## Begin Data extract
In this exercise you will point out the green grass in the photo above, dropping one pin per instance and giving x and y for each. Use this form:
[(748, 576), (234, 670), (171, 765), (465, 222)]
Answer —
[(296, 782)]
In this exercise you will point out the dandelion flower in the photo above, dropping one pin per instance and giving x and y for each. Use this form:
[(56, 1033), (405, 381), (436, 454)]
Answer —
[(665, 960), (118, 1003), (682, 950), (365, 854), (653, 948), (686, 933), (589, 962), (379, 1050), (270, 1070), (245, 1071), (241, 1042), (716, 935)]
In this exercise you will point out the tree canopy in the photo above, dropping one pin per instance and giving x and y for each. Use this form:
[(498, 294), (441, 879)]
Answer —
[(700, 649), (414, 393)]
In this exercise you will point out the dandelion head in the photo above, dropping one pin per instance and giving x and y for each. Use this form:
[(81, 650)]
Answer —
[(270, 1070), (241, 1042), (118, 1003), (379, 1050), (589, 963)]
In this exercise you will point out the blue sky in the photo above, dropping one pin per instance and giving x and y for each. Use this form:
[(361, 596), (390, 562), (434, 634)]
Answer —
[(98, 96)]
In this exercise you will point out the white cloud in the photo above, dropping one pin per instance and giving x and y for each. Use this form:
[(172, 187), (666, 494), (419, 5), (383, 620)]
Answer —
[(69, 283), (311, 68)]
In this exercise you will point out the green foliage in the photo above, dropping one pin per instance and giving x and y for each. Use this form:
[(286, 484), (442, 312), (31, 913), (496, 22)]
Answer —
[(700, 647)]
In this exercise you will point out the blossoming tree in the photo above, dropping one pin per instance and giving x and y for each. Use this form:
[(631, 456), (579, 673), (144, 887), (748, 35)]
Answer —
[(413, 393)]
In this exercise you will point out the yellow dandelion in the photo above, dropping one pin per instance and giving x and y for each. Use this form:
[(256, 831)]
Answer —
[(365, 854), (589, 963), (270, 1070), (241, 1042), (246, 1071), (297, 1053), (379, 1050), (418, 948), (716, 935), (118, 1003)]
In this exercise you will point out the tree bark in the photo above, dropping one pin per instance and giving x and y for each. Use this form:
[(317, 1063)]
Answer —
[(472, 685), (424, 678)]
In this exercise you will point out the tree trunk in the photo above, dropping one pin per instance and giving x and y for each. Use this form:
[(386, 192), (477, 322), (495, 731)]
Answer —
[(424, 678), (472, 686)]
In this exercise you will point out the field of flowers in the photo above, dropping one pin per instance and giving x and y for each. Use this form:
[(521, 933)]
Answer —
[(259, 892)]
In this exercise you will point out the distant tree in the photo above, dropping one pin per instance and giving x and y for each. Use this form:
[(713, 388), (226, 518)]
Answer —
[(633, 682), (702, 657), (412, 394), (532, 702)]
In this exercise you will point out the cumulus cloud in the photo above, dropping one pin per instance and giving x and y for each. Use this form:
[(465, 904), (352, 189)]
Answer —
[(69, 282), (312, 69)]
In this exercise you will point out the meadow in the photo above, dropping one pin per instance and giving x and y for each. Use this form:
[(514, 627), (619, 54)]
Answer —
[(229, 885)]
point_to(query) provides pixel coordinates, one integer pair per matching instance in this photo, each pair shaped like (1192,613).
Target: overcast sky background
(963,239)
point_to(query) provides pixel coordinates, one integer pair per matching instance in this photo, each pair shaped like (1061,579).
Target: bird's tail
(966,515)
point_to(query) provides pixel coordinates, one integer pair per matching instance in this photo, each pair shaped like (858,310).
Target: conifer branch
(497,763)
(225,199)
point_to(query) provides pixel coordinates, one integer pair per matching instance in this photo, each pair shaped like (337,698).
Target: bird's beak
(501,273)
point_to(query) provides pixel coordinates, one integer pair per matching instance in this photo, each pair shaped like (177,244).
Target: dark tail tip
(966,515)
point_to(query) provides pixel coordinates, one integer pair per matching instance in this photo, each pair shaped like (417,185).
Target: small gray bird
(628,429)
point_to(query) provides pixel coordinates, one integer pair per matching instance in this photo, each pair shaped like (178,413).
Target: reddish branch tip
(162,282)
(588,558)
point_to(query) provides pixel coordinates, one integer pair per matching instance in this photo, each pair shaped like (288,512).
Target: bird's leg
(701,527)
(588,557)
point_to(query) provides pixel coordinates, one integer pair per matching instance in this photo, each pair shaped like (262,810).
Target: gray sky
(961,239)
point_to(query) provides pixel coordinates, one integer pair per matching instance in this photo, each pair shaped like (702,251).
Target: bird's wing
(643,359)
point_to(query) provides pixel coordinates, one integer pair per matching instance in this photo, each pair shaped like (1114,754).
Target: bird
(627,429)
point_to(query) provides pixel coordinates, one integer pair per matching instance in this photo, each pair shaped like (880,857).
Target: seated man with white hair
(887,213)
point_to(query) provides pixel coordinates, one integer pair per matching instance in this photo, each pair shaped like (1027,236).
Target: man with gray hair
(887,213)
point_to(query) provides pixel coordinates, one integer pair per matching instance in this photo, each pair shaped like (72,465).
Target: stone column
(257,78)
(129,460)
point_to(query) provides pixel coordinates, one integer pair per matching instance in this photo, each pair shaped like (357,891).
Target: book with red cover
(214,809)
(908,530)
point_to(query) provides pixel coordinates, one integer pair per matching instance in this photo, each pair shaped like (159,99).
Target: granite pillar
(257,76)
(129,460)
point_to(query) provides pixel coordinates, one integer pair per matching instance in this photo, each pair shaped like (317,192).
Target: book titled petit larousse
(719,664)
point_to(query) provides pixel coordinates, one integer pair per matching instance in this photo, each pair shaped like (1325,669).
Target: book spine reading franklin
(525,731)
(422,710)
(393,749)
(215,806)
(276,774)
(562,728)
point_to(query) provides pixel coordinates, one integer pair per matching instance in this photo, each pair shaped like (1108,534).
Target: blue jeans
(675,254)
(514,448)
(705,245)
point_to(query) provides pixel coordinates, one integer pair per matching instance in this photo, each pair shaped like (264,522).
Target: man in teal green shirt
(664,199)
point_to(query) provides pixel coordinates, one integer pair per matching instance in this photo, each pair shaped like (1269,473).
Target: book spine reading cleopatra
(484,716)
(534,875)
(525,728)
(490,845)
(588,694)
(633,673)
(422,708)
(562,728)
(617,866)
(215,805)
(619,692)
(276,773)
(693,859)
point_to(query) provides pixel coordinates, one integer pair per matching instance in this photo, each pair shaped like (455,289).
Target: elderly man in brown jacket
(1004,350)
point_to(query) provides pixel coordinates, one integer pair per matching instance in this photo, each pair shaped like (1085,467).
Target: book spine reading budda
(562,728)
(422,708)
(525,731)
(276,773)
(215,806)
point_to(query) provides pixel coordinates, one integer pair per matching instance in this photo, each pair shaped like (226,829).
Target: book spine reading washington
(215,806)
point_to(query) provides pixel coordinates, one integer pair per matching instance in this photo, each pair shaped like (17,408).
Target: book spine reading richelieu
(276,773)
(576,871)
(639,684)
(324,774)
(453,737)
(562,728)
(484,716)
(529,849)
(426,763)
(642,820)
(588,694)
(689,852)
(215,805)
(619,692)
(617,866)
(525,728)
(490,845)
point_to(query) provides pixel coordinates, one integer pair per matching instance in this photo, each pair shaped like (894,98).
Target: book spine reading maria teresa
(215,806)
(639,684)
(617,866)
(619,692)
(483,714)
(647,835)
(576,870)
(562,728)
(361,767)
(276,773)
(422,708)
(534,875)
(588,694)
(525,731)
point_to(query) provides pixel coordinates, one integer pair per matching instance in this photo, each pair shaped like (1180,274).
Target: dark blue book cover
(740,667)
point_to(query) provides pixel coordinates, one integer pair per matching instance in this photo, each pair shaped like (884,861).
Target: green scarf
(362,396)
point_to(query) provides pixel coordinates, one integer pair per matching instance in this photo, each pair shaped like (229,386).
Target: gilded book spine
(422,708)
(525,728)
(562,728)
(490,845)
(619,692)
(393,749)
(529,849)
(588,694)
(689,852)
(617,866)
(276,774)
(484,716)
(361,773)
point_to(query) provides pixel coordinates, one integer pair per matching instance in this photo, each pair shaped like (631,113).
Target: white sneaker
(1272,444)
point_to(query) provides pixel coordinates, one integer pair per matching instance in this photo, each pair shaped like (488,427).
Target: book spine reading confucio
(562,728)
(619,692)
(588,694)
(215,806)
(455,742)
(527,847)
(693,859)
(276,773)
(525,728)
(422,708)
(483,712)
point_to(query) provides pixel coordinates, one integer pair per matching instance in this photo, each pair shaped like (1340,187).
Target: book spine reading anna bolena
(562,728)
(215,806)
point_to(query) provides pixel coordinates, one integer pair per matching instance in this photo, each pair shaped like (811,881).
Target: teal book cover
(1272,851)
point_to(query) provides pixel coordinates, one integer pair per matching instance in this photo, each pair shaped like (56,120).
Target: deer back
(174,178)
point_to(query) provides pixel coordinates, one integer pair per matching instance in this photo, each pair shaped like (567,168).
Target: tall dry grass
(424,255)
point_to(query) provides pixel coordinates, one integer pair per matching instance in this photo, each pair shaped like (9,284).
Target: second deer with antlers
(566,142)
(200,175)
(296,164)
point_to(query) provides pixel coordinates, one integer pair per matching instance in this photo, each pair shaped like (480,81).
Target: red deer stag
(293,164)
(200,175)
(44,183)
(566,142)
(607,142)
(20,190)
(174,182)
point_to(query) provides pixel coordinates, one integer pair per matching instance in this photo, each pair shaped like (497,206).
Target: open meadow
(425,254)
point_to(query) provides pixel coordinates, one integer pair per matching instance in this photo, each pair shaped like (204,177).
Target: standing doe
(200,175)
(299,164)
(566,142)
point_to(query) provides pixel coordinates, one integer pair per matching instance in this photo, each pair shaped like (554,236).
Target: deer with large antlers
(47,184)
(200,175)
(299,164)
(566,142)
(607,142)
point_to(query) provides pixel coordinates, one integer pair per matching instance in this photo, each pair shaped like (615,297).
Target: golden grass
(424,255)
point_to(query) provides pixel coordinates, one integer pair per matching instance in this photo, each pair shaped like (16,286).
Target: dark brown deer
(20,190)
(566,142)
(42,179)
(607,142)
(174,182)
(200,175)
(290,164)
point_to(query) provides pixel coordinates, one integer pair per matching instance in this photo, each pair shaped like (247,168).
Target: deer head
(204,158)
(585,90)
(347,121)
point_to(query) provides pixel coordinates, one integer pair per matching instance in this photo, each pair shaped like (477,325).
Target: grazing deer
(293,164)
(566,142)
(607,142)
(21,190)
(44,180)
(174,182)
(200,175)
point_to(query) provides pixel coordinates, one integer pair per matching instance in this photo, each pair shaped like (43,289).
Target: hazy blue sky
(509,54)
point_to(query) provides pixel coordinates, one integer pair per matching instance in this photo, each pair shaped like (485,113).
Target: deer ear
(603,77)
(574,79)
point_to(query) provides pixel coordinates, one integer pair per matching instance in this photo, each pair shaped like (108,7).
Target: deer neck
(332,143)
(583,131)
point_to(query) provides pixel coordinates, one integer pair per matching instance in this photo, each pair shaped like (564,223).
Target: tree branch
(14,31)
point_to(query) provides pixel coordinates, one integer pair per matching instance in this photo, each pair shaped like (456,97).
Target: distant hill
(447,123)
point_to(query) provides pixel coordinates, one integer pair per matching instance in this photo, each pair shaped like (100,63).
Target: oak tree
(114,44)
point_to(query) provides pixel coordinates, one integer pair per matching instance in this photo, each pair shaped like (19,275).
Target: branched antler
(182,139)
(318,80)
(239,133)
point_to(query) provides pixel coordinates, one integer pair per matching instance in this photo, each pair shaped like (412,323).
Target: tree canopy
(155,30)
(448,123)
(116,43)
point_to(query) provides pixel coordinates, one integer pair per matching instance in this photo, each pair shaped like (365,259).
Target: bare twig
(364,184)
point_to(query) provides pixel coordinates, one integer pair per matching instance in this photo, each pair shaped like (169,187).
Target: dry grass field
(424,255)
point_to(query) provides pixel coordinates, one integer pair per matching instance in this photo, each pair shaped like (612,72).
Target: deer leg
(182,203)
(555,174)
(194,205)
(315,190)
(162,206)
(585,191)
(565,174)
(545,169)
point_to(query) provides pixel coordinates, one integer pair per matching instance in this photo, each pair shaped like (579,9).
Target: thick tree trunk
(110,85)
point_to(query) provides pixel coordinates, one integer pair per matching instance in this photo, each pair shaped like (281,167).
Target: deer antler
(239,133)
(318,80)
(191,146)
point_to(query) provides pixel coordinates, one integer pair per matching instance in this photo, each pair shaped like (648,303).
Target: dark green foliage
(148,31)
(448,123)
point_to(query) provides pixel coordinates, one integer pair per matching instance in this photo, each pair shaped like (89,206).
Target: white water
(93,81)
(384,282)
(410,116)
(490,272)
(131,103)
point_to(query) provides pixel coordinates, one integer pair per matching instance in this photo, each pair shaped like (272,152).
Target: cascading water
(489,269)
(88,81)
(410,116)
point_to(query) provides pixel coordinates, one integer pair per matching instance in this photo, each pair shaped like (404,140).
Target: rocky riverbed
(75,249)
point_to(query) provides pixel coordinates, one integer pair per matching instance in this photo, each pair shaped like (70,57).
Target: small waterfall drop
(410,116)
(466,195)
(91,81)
## End Data extract
Format the stretch of the records from the start through the line containing "1042), (716, 935)]" as a Markdown table with the columns Row and Line, skipping blank lines.

| Row | Line |
|---|---|
| 1 | In this exercise you will point out the green grass in the photo above, dropping one pin per instance and giving x and y for each. Use this form: |
| 2 | [(748, 576), (234, 670), (171, 765), (465, 222)] |
| 3 | Answer — |
| 4 | [(296, 782)] |
| 5 | In this exercise you will point out the dandelion flower in the photo above, dropping one pin per instance and giving x and y for each. Use this form: |
| 6 | [(56, 1033), (405, 381), (436, 454)] |
| 7 | Answer — |
| 8 | [(665, 960), (118, 1003), (682, 950), (365, 854), (653, 948), (686, 933), (589, 962), (379, 1050), (270, 1070), (245, 1071), (241, 1042), (716, 935)] |